◆ Selected extract ◆

# CRS Data Checks
Quick stats for CSVs and folders of cleaned CRS data.

- Tokens in a single CSV (sum; uses tiktoken if available, else words)
- Number of reports (rows) in a folder of clean_*.csv
- Number above a minimum word threshold
- Total token estimate across the folder


In [4]:
import os, csv, glob, json
from typing import List

# Paths and knobs — edit these:
csv_path = '../data/firstN/ai_first_10000__gemini-2.5-flash-lite.csv'  # a single CSV
folder = '../data/1'                                 # folder with clean_*.csv files
min_words = 3000                                   # threshold for 'above min'
tokenizer_hint = 'gpt-4o-mini'                    # tiktoken model hint if installed

# Try to import tiktoken (optional)
try:
    import tiktoken  # type: ignore
except Exception:
    tiktoken = None

def get_tokenizer(model_hint: str):
    if tiktoken is not None:
        try:
            enc = tiktoken.encoding_for_model(model_hint)
            return lambda s: len(enc.encode(s or ''))
        except Exception:
            try:
                enc = tiktoken.get_encoding('cl100k_base')
                return lambda s: len(enc.encode(s or ''))
            except Exception:
                pass
    return lambda s: len((s or '').split())

tok = get_tokenizer(tokenizer_hint)


## Tokens in a single CSV

In [5]:
single_tokens = 0
single_rows = 0
if os.path.isfile(csv_path):
    with open(csv_path, 'r', encoding='utf-8', newline='') as f:
        reader = csv.DictReader(f)
        for row in reader:
            single_rows += 1
            text = row.get('text') or ''
            # if token_est available, prefer it; else compute
            token_est = row.get('token_est')
            try:
                single_tokens += int(token_est) if token_est is not None else tok(text)
            except Exception:
                single_tokens += tok(text)
else:
    print(f'CSV not found: {csv_path}')

print(json.dumps({'csv_path': csv_path, 'rows': single_rows, 'tokens': int(single_tokens)}, indent=2))


{
  "csv_path": "../data/firstN/ai_first_10000__gemini-2.5-flash-lite.csv",
  "rows": 1,
  "tokens": 10000
}


## Folder stats (clean_*.csv)

In [6]:
folder_rows = 0
folder_above = 3000
folder_tokens = 0
file_breakdown: List[dict] = []
paths = sorted(glob.glob(os.path.join(folder, 'clean_*.csv')))

◆ Dataset ◆
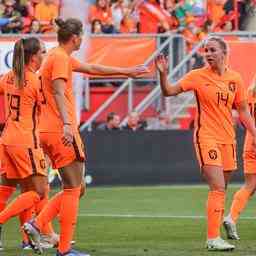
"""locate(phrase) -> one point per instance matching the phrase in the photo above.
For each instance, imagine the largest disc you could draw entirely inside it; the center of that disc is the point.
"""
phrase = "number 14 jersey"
(22, 109)
(215, 96)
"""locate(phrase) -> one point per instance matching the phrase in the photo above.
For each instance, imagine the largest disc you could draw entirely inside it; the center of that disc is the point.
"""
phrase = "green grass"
(145, 221)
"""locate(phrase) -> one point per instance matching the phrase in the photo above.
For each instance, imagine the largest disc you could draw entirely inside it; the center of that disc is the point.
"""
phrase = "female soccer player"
(216, 89)
(242, 196)
(59, 131)
(22, 156)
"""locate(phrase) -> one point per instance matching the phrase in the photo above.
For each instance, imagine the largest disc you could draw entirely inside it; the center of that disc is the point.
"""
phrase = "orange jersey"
(215, 96)
(248, 136)
(22, 110)
(58, 65)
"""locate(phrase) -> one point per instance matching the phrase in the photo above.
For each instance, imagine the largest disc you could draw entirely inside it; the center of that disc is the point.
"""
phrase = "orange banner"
(121, 52)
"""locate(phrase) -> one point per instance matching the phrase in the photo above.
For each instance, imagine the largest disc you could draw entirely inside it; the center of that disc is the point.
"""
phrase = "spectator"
(15, 23)
(152, 17)
(163, 122)
(96, 27)
(46, 12)
(117, 10)
(35, 27)
(101, 11)
(215, 10)
(128, 24)
(112, 124)
(133, 122)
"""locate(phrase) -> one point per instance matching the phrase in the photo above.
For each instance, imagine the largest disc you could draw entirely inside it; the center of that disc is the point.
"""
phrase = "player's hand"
(161, 63)
(252, 90)
(136, 71)
(254, 144)
(68, 135)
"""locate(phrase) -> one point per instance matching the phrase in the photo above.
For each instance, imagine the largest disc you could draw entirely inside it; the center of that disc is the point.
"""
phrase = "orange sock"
(5, 194)
(239, 202)
(24, 217)
(68, 217)
(49, 212)
(215, 207)
(18, 205)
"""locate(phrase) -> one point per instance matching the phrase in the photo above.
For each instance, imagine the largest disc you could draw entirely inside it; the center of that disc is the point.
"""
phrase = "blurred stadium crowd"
(194, 19)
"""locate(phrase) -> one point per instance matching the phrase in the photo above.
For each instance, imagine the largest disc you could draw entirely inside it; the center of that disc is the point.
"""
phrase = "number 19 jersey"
(215, 95)
(22, 109)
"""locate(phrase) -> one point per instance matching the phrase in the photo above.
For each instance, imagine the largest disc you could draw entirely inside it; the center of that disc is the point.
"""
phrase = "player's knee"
(41, 192)
(83, 190)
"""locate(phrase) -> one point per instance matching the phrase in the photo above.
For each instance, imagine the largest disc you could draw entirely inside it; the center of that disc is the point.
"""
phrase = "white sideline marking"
(151, 216)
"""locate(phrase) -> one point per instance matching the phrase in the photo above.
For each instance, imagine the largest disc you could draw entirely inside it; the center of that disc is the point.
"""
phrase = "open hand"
(161, 63)
(137, 71)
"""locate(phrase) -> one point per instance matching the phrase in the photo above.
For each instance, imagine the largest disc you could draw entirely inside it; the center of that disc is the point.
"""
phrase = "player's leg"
(65, 203)
(240, 200)
(210, 160)
(7, 188)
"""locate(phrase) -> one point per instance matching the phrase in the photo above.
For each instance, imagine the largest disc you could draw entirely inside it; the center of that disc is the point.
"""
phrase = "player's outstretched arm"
(247, 120)
(95, 69)
(252, 87)
(167, 88)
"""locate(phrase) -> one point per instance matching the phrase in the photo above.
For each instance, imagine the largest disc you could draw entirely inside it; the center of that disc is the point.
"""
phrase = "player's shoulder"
(197, 71)
(233, 74)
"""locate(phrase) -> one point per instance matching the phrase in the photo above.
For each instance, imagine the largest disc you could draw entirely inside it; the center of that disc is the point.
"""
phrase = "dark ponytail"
(24, 49)
(18, 63)
(68, 28)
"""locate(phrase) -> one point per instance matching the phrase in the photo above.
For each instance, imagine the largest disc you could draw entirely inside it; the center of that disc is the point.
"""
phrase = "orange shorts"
(249, 158)
(20, 162)
(223, 155)
(59, 154)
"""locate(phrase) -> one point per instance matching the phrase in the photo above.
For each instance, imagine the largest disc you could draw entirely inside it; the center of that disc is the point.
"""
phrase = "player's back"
(57, 65)
(22, 110)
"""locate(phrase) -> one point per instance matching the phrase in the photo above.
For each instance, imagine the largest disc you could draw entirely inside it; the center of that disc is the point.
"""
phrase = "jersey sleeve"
(60, 67)
(76, 64)
(241, 91)
(189, 81)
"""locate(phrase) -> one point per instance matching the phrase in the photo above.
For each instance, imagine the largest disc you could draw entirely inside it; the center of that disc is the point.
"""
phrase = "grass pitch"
(145, 221)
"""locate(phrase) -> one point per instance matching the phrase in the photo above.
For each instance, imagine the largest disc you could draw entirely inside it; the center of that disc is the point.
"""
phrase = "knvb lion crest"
(232, 86)
(213, 154)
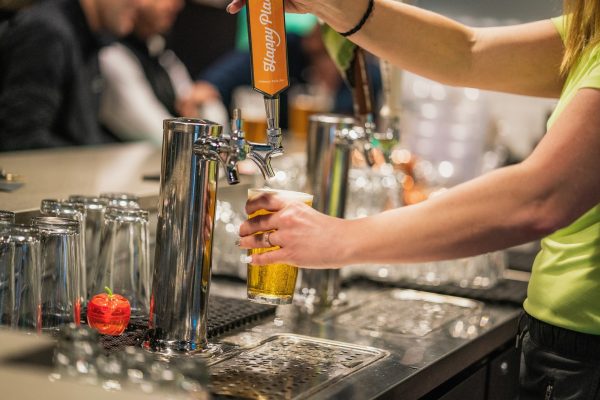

◆ Work to complete ◆
a - Answer these questions about the CRS data checks text:
(i) What value is assigned to min_words?
(ii) Which encoding does get_tokenizer try after tiktoken.encoding_for_model fails?
(iii) How many rows does the printed output report for the single CSV?
b - Extend the CRS data checks text, picking up right after its last line of code.

◆ Numbered responses ◆
a -
(i) 3000
(ii) 'cl100k_base'
(iii) 1

b -
for p in paths:
    rows = 0
    toks = 0
    above = 0
    with open(p, 'r', encoding='utf-8', newline='') as f:
        reader = csv.DictReader(f)
        for row in reader:
            rows += 1
            text = row.get('text') or ''
            wc = len(text.split())
            if wc >= int(min_words):
                above += 1
            token_est = row.get('token_est')
            try:
                toks += int(token_est) if token_est is not None else tok(text)
            except Exception:
                toks += tok(text)
    folder_rows += rows
    folder_above += above
    folder_tokens += toks
    file_breakdown.append({'file': p, 'rows': rows, 'above_min': above, 'tokens': int(toks)})

summary = {
    'folder': folder,
    'files': len(paths),
    'rows': folder_rows,
    'above_min': folder_above,
    'tokens': int(folder_tokens),
}
print(json.dumps(summary, indent=2))
print('Per-file breakdown (first 10):')
for rec in file_breakdown[:10]:
    print(json.dumps(rec, indent=2))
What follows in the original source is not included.